Текст:
###

Ему нужна оправа из лёгкого пористого туфа. Он любит, чтобы ему мешали, не понимали его и спешили по своим делам»{201}.
Мандельштам понял Шкловского в 1927-м. Поэт мог очень точно схватить рисунок жизни человека, а скоро хватали, совсем по-другому, уже его самого — грубо и неточно.
Так жестокие руки человека хватают птицу — ни к чему, без всякой пользы, но неотвратимо убивая её.
Надежда Мандельштам, вспоминая о годах гонений, именно в связи с семьёй Шкловских говорила об одном доме, для них открытом. Это главная характеристика дома — дальше она подробно рассказывает о детях:
«Когда мы не заставали Виктора и Василису, к нам выбегали дети: маленькая Варя, девочка с шоколадкой в руке, долговязая Вася, дочь сестры Василисы Тали, и Никита, мальчик с размашистыми движениями, птицелов и правдолюбец. Им никто ничего не объяснял, но они сами знали, что надо делать: дети всегда отражают нравственный облик дома. Нас вели на кухню — там у Шкловских была столовая — кормили, поили, утешали ребячьими разговорами. Вася — альтистка — любила поговорить про очередной концерт — в те дни шумела симфония Шостаковича, и Шкловский выслушивал все рассказы подряд, а потом радостно заявил: „Шостакович всех переплюнул“… Эпоха жаждала точного распределения мест: кому первое, кому последнее — кто кого переплюнет… Государство использовало старинную систему местничества и само стало назначать на первые места. Вот тогда-то Лебедев-Кумач, человек, говорят, скромнейший, был назначен первым поэтом. Шкловский же занимался тем же, но жаждал „гамбургского счёта“. Вася тоже отдавала пальму первенства Шостаковичу. И О<сип> М<андельштам> рвался послушать симфонию, но не знал, как поспеть на последний поезд.
С Варей шёл другой разговор. Она показывала учебник, где один за другим толстой бумажкой заклеивались по приказу учительницы портреты вождей. Ей очень хотелось заклеить Семашку — „Всё равно ведь заклеим — лучше бы сразу“… Редакция энциклопедии присылала списки статей, которые полагалось заклеить или вырезать. Этим занимался Виктор. При каждом очередном аресте везде пересматривались книги и в печку летели опусы опальных вождей. А в новых домах не было ни печек, ни плит, ни даже отдушин, и запретные книги, писательские дневники, письма и прочая крамольная литература резалась ножницами и спускалась в уборные. Люди были при деле…
Приходила Василиса, улыбалась светло-голубыми глазами и начинала действовать. Она зажигала ванну и вынимала для нас бельё. Мне она давала своё, а О. М. — рубашки Виктора. Затем нас укладывали отдыхать. Виктор ломал голову, что бы ему сделать для О. М., шумел, рассказывал новости… Поздней осенью он раздобыл для О. М. шубу. У него был старый меховой — из собачки — полушубок, который в прошлую зиму таскал по нищете Андроников, человек-оркестр. Но он успел выйти в люди и обзавестись писательским пальто, и Виктор вызвал его к себе вместе с полушубком. Обряжали О. М. торжественно, под Бетховена, которого высвистывал Андроников. Шкловский даже произнёс речь: „Пусть все видят, что вы приехали на поезде, а не под буферами“… До этого О. М. ходил в жёлтом кожаном пальто, тоже с чужого плеча. В этом жёлтом он попал в лагерь».

###

Материал:
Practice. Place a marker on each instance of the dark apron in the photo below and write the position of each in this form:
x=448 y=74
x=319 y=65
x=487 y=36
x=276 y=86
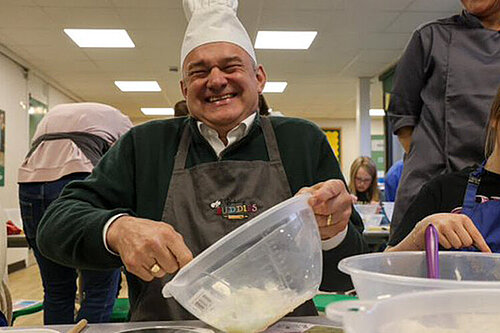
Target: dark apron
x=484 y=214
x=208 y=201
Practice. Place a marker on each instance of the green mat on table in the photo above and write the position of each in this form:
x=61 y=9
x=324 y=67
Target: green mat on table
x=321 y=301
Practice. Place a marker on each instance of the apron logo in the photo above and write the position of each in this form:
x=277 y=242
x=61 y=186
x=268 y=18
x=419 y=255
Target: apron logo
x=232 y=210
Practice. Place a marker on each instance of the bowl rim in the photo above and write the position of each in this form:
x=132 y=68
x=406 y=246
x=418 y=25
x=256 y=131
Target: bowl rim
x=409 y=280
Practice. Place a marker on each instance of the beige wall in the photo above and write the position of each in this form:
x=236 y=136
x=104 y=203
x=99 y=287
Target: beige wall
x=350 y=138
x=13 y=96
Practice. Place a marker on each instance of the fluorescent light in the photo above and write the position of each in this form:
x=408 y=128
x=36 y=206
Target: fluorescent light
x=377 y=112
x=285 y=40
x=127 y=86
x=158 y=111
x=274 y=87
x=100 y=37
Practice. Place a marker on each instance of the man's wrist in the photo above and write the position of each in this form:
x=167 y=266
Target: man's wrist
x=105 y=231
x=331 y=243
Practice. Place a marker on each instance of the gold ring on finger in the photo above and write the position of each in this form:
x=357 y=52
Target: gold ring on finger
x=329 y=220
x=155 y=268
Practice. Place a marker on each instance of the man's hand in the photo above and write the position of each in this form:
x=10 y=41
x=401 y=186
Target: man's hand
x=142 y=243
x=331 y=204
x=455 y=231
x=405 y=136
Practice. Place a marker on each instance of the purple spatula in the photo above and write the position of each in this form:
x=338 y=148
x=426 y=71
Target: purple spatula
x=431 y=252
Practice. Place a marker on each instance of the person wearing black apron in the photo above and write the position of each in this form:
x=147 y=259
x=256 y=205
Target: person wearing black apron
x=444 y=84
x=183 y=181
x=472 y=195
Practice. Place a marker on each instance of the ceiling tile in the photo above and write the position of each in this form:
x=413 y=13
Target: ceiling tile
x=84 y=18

###

Задания:
[A] Объясните по тексту о доме Шкловских, почему в новых домах запретные книги и письма резали ножницами и спускали в уборные.
[B] Что Виктор раздобыл для О. М. поздней осенью, согласно тексту о доме Шкловских?
[C] Допишите текст о доме Шкловских после его последней фразы.

Ответы:
[A] В новых домах не было ни печек, ни плит, ни даже отдушин, так что сжечь такие книги было негде. Поэтому запретную литературу резали ножницами и спускали в уборные.

[B] Шубу: старый меховой полушубок из собачки, который прошлой зимой носил Андроников.

[C]
Мандельштамы уже прятались — и их прятали. Они уходили на кухню или в детскую, если раздавался звонок в дверь. Они то боялись женщин в подъезде, то жалели их, но судьба уже шла по следу за ними всеми.
Время было отмерено, когда они спали на меховой овчине у Шкловских и прислушивались к ночному движению лифта.
Спустя много лет Надежде Яковлевне будет сниться сон, будто Мандельштам будит её: всё, пришли арестовывать. Такие сны приходили ко многим людям, но в этом женщина говорит: «Хватит. Не стану вставать им навстречу. Плевать»…
Надежда Мандельштам завершала эти воспоминания словами о Василисе Шкловской: «И тогда я поняла, что единственная реальность на свете — голубые глаза этой женщины. Так я думаю и сейчас».
Глава двадцать шестая
ВОЙНА И ШКОЛЬНИКИ
Запихай меня лучше, как шапку в рукавЖаркой шубы сибирских степей.
Осип МандельштамВ 1941 году с началом войны часть писателей вывезли в Чистополь.
Нина Юргенева в предисловии к публикации мемуарных записок Мунблита[102] пишет:
«Свои воспоминания о Викторе Борисовиче Шкловском Георгий Николаевич Мунблит закончить не успел. Строго говоря, он их только начал. Сохранился приблизительный план и несколько набросков. Самый яркий из них — рассказ о том, как во время войны, в Чистополе, они пытались обеспечить себя на зиму дровами:
„…Пришвартованные у пристани плоты, состоящие из огромных брёвен, на три яруса погружённых в воду, некому было выкатить на берег. Брёвна, как выяснилось, не предназначались на топливо — это была так называемая ‘деловая древесина’, — но сейчас это не имело значения, потому что река начала подмерзать, и дело шло к тому, что брёвна вмёрзнут намертво и весной, в половодье, их всё равно унесёт.